* _TEXTO DO EXERCÍCIO_:
○ ○ ○ ○ ○ ○ ○

Assim, a disponibilidade das farmácias-robôs de autoatendimento não vai crescer só pela conveniência aos desejos dos usuários, mas principalmente pela ausência (ou falência) de mecanismos sistêmicos baseados somente na utilização de profissionais de saúde. Não estamos falando em “inovação por condicionantes à modernidade”, mas de “inovação para sustentabilidade da saúde individual”. No Canadá, por exemplo, o autoatendimento avança para as unidades hospitalares: quiosques instalados em hospitais de Vancouver distribuem preservativos, seringas, tiras de teste medicamentosos, suprimentos para tratamento de feridas, kits de naloxona e vários outros itens. Trata-se de um projeto de saúde pública, promovido pela autoridade local de saúde.

○ ○ ○ ○ ○ ○ ○

* _DESCRIÇÃO DA TAREFA_: No texto sobre farmácias-robôs de autoatendimento, onde ficam os quiosques canadenses que distribuem preservativos, seringas e kits de naloxona?

○ ○ ○ ○ ○ ○ ○

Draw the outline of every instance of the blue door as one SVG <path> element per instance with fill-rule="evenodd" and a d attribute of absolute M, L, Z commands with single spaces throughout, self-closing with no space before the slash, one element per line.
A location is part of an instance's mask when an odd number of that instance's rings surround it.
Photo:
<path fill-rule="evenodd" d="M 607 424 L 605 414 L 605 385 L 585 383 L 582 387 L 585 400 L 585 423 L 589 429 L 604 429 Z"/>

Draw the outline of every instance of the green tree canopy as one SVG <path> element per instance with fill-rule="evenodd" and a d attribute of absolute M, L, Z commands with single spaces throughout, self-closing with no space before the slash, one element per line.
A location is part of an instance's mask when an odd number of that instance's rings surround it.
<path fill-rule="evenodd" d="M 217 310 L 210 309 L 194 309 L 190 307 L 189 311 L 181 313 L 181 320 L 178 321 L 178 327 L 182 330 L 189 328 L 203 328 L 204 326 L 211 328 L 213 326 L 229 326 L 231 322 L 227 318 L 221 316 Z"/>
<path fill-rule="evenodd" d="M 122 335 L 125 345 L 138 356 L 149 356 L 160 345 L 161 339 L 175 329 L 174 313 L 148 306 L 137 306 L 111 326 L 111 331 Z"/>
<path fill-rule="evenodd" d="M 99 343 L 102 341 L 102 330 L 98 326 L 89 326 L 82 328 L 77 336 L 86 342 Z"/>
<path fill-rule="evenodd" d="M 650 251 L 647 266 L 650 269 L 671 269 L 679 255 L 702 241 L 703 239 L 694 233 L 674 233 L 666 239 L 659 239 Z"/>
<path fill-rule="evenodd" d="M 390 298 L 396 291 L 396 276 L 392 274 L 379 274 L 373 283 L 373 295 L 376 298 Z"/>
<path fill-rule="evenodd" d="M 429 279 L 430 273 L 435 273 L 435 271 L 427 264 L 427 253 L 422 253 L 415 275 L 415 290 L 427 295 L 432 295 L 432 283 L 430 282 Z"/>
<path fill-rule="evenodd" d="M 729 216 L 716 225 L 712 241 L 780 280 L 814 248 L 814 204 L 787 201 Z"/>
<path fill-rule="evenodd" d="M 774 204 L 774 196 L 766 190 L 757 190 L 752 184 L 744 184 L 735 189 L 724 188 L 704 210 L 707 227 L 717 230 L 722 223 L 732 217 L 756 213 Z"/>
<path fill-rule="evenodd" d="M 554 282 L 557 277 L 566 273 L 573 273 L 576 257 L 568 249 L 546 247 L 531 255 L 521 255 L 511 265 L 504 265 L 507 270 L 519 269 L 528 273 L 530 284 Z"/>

○ ○ ○ ○ ○ ○ ○

* _RESPOSTA_: Em hospitais de Vancouver.